== Information given ==
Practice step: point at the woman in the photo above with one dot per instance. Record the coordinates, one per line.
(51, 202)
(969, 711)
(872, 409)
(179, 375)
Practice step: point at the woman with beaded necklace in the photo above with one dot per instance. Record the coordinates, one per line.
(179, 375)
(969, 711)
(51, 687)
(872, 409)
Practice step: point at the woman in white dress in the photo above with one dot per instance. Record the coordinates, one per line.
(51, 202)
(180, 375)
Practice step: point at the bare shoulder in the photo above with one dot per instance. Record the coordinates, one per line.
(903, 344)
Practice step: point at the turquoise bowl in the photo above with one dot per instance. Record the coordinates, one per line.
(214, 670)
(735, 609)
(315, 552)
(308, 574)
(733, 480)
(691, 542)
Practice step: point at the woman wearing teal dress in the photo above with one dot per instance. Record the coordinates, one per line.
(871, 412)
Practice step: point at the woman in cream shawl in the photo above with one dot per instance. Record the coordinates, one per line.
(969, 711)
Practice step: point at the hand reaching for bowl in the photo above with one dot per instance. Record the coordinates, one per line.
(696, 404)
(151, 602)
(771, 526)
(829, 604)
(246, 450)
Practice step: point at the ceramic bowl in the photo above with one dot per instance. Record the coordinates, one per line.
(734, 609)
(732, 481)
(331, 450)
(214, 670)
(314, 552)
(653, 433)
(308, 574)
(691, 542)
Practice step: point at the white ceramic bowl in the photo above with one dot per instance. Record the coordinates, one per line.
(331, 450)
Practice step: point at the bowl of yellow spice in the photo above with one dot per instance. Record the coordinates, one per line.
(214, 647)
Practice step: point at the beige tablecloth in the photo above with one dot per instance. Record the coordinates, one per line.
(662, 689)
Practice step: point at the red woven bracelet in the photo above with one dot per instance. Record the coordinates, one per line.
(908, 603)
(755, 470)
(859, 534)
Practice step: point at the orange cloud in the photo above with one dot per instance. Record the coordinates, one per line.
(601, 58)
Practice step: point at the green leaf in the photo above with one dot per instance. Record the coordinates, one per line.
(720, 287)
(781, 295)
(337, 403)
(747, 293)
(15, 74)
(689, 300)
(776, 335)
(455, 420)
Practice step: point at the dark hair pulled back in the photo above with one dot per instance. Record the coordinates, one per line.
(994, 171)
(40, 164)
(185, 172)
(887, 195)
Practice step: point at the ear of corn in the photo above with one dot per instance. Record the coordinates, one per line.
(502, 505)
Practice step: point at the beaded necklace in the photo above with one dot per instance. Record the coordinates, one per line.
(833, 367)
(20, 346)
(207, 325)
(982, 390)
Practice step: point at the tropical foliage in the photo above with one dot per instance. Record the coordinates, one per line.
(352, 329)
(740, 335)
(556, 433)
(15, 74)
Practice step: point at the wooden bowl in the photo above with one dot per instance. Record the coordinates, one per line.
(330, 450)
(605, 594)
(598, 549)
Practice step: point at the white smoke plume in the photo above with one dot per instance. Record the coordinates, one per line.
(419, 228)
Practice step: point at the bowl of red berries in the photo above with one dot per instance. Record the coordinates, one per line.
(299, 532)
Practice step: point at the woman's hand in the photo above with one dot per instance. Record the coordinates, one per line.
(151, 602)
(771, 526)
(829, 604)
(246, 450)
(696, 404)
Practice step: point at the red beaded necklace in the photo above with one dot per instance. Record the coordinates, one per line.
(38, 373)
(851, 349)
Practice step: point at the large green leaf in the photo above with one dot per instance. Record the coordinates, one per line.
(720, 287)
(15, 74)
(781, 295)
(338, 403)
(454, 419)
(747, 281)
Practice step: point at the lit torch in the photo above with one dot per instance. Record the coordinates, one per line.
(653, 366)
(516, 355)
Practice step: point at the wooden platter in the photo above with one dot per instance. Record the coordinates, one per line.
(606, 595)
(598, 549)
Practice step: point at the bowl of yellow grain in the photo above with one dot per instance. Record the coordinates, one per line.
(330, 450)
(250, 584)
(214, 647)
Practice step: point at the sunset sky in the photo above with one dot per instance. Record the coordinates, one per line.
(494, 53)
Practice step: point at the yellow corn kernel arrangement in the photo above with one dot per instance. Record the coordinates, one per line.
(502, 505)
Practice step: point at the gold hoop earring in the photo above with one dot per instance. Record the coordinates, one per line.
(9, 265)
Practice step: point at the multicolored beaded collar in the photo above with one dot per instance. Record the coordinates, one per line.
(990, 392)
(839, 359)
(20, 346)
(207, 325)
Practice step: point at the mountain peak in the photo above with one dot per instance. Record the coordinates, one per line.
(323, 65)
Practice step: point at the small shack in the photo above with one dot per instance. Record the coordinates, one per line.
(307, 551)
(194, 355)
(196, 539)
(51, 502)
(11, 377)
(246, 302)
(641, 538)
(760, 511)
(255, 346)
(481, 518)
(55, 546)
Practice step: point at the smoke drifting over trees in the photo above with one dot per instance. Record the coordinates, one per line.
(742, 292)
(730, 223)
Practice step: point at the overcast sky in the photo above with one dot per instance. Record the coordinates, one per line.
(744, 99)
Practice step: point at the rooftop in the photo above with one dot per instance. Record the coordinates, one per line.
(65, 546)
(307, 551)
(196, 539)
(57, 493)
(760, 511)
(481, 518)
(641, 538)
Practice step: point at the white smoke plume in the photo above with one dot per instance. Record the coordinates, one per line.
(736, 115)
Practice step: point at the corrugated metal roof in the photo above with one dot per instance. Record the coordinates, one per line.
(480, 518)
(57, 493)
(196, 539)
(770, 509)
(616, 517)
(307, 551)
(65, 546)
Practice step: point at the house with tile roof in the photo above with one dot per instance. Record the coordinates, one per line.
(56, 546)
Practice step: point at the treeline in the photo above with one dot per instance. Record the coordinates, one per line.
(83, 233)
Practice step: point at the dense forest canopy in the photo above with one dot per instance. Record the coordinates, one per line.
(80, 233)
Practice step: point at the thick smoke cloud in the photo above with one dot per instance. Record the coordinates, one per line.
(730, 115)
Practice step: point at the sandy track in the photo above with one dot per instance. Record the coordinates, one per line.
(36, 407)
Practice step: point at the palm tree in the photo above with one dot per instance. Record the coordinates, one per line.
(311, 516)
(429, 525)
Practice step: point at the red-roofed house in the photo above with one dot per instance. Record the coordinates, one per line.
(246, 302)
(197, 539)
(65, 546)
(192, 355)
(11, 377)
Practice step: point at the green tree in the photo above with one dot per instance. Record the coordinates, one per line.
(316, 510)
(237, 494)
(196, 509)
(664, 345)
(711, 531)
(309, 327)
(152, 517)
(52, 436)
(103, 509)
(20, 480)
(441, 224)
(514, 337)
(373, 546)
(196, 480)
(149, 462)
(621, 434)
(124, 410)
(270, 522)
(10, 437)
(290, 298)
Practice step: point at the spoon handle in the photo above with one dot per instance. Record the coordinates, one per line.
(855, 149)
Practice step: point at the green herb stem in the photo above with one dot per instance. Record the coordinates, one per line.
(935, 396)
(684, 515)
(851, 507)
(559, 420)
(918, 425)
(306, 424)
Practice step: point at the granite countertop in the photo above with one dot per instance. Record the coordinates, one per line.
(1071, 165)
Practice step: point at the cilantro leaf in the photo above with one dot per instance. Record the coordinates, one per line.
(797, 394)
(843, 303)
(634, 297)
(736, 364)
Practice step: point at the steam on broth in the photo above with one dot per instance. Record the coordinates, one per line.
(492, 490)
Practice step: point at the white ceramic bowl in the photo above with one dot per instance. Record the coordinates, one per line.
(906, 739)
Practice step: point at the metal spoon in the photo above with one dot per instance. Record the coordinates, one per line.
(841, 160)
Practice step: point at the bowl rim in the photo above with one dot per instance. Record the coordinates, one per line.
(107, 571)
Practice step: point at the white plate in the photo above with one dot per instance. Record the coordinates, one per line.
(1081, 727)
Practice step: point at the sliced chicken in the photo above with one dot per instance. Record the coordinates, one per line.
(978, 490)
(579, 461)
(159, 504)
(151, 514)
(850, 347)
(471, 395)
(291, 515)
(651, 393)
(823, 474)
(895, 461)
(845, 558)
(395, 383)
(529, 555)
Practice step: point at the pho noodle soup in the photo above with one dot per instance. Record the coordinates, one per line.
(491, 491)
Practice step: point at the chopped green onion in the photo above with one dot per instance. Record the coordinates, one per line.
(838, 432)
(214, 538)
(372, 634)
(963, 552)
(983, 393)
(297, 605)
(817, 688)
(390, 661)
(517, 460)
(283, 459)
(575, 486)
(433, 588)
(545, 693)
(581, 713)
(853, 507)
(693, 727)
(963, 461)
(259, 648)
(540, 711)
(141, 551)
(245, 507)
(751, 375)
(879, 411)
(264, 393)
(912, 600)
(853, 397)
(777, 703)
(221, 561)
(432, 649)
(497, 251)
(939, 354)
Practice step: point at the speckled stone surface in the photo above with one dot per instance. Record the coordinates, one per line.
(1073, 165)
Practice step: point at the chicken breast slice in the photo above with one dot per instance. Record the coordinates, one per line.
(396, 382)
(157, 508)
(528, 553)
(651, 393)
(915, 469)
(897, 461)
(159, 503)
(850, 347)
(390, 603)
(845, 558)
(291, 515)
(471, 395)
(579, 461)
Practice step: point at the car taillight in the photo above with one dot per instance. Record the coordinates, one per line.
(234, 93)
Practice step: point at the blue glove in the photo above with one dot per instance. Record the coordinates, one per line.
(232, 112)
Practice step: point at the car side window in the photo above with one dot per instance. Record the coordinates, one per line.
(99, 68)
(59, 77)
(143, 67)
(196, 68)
===
Task instructions: Taking the line that contains "Practice step: point at the car taillight" as the first and the last line of the material as the final one, transcribe that span exactly and include nothing else.

Answer to the exercise:
Practice step: point at the car taillight in the photo above with one dot per instance. Record the coordinates, one per line.
(234, 93)
Practice step: point at the blue glove in the photo above with one dot per instance. Record the coordinates, one per line.
(232, 112)
Practice step: point at the car side window in the photo above with one dot per instance. Record the coordinates, one per line.
(99, 68)
(59, 77)
(143, 67)
(196, 68)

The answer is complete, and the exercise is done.